[Stored items from a collection]
┌────────

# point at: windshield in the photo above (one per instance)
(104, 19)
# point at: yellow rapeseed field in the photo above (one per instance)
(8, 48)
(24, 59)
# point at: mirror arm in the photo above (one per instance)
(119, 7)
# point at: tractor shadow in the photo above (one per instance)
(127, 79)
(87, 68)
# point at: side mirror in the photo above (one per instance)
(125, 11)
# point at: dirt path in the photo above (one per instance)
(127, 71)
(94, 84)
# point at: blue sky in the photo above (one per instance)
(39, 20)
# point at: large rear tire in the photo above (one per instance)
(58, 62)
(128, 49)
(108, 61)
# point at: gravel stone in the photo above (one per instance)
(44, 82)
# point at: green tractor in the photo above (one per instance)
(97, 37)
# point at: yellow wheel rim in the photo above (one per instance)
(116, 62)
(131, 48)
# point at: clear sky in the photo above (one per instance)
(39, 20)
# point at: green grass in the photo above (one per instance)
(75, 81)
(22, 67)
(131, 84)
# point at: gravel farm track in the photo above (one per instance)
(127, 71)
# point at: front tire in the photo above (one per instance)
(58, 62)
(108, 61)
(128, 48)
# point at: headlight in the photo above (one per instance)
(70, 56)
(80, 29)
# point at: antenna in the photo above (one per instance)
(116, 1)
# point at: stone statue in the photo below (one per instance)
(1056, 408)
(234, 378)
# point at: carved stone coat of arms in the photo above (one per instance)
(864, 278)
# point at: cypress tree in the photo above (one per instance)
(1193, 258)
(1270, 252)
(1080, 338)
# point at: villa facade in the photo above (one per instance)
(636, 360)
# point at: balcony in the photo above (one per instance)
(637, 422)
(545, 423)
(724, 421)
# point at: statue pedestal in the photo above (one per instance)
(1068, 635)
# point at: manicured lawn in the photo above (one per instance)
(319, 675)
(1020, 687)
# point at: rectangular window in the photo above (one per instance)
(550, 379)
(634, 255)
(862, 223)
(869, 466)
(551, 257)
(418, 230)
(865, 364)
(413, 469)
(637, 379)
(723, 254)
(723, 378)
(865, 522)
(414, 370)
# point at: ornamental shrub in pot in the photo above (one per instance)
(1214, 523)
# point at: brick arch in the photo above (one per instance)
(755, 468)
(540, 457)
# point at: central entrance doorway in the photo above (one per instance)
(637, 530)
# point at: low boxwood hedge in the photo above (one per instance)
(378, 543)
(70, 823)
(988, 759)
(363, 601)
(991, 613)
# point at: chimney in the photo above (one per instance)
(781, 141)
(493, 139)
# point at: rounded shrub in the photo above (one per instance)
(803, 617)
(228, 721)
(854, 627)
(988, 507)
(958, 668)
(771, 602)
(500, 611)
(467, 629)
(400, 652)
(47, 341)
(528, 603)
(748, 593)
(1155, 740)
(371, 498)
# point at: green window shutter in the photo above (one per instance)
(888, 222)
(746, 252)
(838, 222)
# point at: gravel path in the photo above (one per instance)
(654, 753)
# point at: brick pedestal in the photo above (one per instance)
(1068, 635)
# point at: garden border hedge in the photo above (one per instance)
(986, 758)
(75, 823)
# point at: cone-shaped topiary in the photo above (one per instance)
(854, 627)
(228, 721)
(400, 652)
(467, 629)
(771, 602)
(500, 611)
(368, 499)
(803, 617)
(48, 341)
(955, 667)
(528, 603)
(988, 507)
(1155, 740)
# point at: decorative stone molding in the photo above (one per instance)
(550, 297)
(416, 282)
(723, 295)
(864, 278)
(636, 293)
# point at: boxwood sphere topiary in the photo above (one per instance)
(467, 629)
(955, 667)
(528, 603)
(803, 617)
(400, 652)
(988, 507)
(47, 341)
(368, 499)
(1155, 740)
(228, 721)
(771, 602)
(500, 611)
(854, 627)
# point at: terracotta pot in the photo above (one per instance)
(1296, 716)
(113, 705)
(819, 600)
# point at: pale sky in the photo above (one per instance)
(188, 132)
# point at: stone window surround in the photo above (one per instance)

└────────

* [TASK DIRECTIONS]:
Only the lines from the one containing "# point at: terracotta" through the last line of the records belong in the answer, each written out exactly.

* [TASK RESULT]:
# point at: terracotta pot in the photo above (one per instance)
(1296, 716)
(113, 705)
(819, 600)
# point at: pale sky in the photo above (one per instance)
(188, 132)
# point at: stone window surround in the photo above (one per instance)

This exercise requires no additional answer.